The Gothic windows in the north front depict the Ascension (left), Saint Peter with the Key (centre) and Saint John the Baptist, with a lamb, with portraits of the donors. The third window depicts the Trinity, with God the Father in the centre, presented as a King, with Christ before him, and the Holy Spirit represented a dove. Two additional windows show angels carrying candles.

Much of the stained glass in the church was added in the 19th century (Photograph: Patrick Comerford, 2024)

A large portion of the stained glass in the church was added in the 19th century. Most of the windows were based on drawings by Émile Hirsch. They includes the windows on the ground floor, as well as those in the openings on the north side, installed from 1848 on. The donors included Charles Garnier, architect of the Paris Opera, and his wife, who donated the windows ‘Christ blessing the children.’ The donors are portrayed in the corner of the window.

The windows of the chapel of Saint Vincent de Paul and of Saint-Francis de Sales on the north side are from this period and represent both scenes of the Latin Quarter and biblical scenes chosen by the donors.

In the intermediate level, the windows of the triforium depict a gallery of saints. In the choir, the main theme is ‘Mysteries of the Life of Christ.’

However, the most impressive windows for me are in the ambulatory, which is decorated with a group of eight modern stained glass windows by Jean René Bazaine in 1964-1970, depicting the seven sacraments.

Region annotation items

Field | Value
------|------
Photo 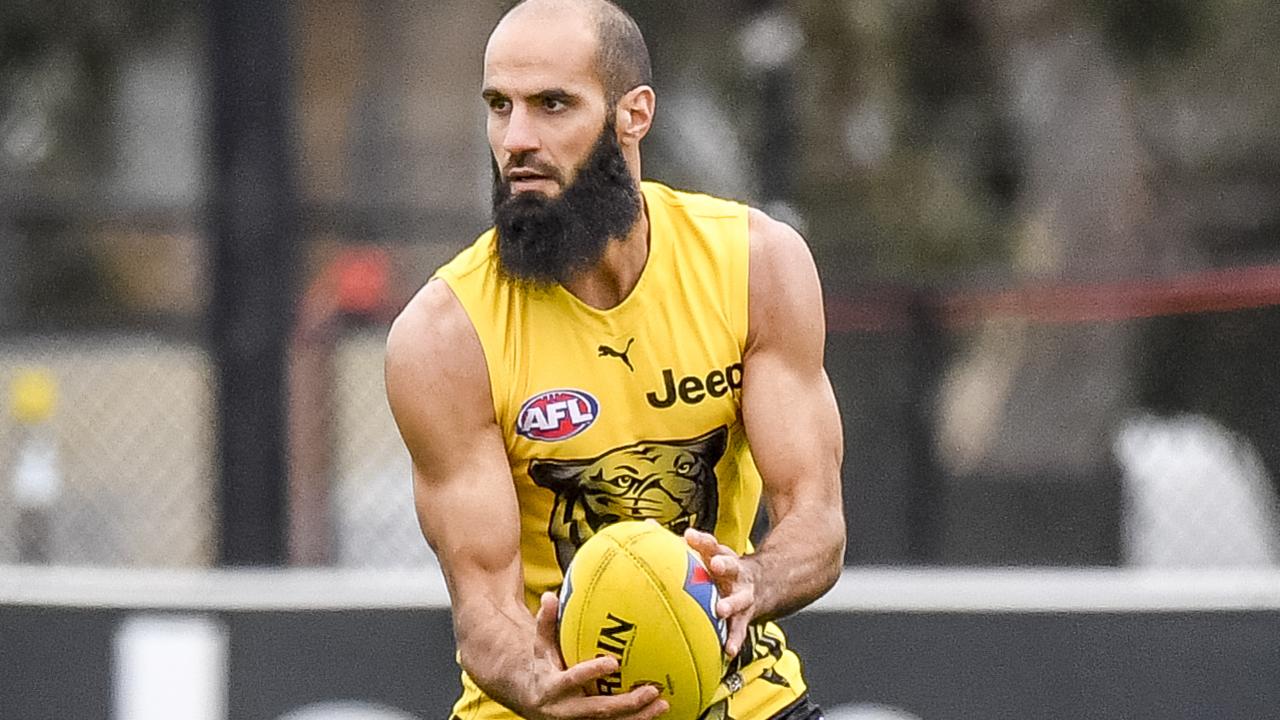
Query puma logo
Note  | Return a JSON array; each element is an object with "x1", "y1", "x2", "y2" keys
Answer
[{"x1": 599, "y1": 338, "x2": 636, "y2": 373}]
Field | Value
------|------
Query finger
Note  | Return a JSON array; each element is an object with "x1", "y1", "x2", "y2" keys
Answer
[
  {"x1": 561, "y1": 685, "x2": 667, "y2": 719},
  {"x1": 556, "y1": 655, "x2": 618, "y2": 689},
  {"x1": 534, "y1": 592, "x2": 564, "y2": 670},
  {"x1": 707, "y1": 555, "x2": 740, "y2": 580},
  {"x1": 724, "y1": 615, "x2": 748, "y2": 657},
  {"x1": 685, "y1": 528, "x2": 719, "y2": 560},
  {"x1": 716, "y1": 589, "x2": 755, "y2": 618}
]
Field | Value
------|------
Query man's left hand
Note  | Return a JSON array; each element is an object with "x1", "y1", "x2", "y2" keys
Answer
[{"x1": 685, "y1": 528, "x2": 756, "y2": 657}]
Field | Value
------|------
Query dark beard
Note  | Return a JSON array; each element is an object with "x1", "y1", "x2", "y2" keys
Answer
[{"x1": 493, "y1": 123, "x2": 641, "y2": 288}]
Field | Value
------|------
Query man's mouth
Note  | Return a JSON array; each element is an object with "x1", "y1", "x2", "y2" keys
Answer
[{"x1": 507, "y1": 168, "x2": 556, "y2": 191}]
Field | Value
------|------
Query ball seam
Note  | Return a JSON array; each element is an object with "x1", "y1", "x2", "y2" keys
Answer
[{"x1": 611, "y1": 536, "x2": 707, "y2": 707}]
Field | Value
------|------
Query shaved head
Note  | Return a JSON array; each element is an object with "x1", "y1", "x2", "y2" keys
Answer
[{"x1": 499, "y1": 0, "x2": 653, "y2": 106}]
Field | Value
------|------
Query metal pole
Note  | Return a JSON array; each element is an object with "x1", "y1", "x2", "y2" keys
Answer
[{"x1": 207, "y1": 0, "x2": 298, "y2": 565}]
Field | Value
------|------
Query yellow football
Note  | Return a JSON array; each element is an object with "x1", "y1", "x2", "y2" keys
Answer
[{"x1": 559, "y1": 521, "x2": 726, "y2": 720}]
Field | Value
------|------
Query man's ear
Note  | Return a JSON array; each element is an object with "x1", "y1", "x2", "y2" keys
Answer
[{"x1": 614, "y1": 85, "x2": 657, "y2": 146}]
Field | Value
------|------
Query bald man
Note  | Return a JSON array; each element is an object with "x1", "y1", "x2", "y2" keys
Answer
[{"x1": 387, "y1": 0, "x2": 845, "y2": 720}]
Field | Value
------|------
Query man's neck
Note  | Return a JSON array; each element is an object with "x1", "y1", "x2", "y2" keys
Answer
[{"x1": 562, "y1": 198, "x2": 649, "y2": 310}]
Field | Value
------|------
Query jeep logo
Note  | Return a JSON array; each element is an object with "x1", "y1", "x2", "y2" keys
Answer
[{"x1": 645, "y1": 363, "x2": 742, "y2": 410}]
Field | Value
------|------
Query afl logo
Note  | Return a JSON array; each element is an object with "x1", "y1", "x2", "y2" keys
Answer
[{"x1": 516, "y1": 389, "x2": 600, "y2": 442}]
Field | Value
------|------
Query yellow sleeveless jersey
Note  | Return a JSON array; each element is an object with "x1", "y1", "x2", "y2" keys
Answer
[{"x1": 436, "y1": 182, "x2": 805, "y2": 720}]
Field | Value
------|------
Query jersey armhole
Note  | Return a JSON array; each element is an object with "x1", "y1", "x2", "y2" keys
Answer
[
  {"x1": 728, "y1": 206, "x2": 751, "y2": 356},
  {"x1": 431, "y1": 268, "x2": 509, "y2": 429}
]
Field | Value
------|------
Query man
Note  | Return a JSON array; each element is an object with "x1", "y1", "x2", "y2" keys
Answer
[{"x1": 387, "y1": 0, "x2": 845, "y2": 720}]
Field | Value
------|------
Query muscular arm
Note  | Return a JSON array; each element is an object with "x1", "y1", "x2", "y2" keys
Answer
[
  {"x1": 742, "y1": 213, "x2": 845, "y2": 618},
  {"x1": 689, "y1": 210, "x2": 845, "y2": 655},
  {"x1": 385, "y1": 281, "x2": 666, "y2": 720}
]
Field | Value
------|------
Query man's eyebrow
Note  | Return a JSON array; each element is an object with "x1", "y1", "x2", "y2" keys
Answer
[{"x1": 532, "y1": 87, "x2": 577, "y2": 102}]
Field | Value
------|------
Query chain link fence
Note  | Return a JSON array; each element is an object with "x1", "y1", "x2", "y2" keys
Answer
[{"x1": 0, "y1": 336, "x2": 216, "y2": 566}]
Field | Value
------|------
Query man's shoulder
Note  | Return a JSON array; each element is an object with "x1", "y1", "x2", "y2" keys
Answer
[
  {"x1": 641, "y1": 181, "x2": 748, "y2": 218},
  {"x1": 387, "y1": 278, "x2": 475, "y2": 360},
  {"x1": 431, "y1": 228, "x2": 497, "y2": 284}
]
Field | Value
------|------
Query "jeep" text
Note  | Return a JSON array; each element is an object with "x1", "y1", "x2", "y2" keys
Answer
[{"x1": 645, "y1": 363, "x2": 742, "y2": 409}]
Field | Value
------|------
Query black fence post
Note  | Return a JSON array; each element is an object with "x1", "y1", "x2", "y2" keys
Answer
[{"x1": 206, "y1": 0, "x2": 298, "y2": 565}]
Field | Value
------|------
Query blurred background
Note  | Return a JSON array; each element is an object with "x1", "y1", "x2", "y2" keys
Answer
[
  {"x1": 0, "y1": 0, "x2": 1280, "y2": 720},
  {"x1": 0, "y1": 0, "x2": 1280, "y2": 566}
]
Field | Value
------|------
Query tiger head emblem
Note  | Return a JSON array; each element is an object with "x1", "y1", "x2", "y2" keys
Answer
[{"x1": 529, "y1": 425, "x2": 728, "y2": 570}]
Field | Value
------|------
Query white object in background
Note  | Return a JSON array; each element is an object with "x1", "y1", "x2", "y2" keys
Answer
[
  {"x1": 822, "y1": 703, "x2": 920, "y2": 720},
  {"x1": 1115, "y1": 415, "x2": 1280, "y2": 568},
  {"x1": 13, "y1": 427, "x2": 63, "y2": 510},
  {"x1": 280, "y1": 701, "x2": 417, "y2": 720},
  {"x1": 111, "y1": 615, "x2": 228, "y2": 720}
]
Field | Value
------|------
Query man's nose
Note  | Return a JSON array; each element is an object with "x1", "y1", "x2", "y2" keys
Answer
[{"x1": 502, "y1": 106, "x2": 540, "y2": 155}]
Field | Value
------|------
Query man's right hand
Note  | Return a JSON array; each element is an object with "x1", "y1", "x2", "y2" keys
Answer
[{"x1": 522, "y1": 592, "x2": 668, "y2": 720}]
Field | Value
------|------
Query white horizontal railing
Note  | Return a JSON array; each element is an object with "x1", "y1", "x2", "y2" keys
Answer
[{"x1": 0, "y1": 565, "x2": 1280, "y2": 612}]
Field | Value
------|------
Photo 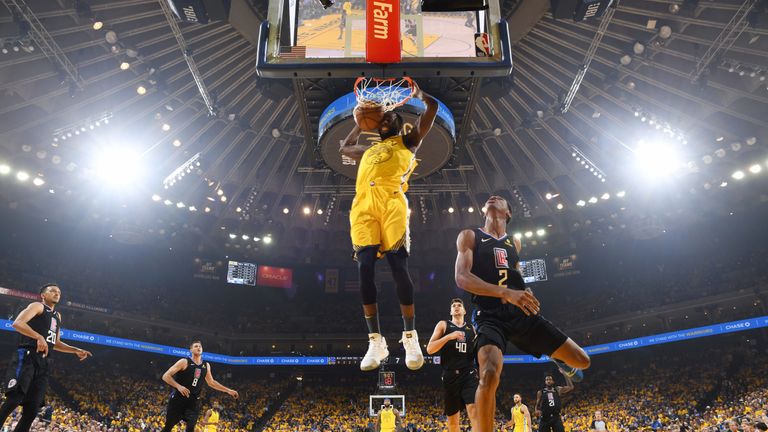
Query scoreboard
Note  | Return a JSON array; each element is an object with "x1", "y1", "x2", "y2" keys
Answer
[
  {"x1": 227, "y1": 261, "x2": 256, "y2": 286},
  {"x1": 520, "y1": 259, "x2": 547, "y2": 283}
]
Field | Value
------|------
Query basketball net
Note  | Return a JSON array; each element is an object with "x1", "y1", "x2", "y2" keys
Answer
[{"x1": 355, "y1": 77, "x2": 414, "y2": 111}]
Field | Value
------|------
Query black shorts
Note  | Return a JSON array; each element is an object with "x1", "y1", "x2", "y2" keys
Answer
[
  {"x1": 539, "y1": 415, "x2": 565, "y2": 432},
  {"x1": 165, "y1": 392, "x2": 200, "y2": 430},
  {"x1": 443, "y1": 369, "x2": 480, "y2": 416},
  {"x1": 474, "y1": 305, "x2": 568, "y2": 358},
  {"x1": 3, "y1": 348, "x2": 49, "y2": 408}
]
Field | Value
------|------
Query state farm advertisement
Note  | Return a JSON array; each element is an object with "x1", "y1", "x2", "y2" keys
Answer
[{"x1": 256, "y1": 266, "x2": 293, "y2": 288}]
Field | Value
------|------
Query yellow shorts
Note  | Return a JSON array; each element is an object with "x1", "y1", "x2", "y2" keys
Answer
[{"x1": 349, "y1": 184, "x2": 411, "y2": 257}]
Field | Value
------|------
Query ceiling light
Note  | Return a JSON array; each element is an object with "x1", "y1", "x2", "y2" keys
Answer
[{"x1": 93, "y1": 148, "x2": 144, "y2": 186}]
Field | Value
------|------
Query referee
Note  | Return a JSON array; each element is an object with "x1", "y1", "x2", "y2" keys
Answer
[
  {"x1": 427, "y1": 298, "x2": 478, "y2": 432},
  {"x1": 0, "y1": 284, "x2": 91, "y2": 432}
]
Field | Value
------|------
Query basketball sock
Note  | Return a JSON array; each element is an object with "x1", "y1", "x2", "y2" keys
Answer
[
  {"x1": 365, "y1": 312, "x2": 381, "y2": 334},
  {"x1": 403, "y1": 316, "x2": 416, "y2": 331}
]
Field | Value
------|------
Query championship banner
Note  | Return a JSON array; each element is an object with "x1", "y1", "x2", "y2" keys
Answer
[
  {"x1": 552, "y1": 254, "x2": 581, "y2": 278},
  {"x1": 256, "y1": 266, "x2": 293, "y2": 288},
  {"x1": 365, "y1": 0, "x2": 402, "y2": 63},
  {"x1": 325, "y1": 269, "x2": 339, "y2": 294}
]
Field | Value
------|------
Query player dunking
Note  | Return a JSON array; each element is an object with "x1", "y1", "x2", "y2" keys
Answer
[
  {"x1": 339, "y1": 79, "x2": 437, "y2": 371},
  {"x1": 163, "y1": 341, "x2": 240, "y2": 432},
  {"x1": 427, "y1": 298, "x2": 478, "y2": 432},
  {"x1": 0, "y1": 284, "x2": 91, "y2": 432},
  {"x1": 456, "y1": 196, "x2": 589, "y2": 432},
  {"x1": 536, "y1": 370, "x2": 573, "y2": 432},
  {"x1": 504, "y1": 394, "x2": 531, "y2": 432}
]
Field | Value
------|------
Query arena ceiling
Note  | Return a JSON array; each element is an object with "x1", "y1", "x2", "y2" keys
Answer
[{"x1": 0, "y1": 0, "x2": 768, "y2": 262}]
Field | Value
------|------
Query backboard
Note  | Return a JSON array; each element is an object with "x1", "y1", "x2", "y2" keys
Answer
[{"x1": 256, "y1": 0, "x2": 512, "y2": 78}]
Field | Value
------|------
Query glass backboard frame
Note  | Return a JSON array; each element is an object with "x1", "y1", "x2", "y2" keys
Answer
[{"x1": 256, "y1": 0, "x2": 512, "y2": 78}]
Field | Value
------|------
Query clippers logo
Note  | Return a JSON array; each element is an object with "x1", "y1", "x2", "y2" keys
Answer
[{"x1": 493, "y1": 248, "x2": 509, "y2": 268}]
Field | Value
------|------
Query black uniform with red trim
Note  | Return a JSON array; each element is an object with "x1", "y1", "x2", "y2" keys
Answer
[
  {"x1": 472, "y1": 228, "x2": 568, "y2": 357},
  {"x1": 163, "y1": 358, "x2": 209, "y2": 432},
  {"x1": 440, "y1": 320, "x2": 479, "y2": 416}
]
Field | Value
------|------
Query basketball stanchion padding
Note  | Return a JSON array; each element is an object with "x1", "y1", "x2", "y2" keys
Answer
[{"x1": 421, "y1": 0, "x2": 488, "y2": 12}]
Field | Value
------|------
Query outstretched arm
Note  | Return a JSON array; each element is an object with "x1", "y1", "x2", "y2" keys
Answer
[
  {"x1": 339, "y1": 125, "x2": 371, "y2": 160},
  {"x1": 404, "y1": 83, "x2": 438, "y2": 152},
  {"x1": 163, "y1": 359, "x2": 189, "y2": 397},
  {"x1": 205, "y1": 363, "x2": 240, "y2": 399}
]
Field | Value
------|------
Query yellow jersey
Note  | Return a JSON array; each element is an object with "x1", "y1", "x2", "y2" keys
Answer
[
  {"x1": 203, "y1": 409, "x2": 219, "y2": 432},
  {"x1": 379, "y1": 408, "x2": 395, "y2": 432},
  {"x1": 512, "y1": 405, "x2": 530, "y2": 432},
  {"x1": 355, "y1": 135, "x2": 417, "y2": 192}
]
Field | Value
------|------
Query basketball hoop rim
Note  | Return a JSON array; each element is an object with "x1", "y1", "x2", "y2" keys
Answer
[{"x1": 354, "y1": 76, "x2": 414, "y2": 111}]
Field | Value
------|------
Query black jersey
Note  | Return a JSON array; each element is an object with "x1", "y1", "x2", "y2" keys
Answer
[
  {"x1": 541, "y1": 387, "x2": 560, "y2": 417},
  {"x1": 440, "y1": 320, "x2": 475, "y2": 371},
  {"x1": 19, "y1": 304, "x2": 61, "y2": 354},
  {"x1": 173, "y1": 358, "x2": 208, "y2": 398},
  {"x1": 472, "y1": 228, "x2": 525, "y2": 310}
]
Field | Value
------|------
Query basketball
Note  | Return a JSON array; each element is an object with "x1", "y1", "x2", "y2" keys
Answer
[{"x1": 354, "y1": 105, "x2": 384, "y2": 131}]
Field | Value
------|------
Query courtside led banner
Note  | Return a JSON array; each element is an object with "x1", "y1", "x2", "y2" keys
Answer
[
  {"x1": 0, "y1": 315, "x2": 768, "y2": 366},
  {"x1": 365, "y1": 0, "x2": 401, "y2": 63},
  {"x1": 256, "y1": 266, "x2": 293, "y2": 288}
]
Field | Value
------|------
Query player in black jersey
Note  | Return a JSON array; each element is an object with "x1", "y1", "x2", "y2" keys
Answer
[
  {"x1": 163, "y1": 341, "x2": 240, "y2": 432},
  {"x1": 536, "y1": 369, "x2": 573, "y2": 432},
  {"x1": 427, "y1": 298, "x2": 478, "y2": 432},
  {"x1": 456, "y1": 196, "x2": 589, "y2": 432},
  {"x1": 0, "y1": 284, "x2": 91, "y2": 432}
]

**What is asked**
a) In the passage on the church's stained glass, who made the eight modern windows in the ambulatory?
b) List every figure the stained glass passage places in the Trinity window, with how each one is shown.
c) Pick up the passage on the church's stained glass after its last sentence and keep writing.

**Outputs in order**
a) Jean René Bazaine, between 1964 and 1970.

b)
- God the Father: in the center, shown as a King
- Christ: before God the Father
- The Holy Spirit: shown as a dove

c)
The artist said that his abstract windows were designed ‘not as decoration but means to make the non-visible appear.’

The Seven Sacraments by Jean René Bazaine: 1, L’Onction des Malades (Photograph: Patrick Comerford, 2024)

The Seven Sacraments by Jean René Bazaine: 2, Le Mariage (Photograph: Patrick Comerford, 2024)

The Seven Sacraments by Jean René Bazaine: 3, La Confirmation (Photograph: Patrick Comerford, 2024)

The Seven Sacraments by Jean René Bazaine: 4, Le Baptéme (Photograph: Patrick Comerford, 2024)

The Seven Sacraments by Jean René Bazaine: 5, Le Baptéme (Photograph: Patrick Comerford, 2024)

The Seven Sacraments by Jean René Bazaine: 6, L’Eucharistie (Photograph: Patrick Comerford, 2024)

The Seven Sacraments by Jean René Bazaine: 7, La Pénitence (Photograph: Patrick Comerford, 2024)

The Seven Sacraments by Jean René Bazaine: 8, Sacerdoce (Photograph: Patrick Comerford, 2024)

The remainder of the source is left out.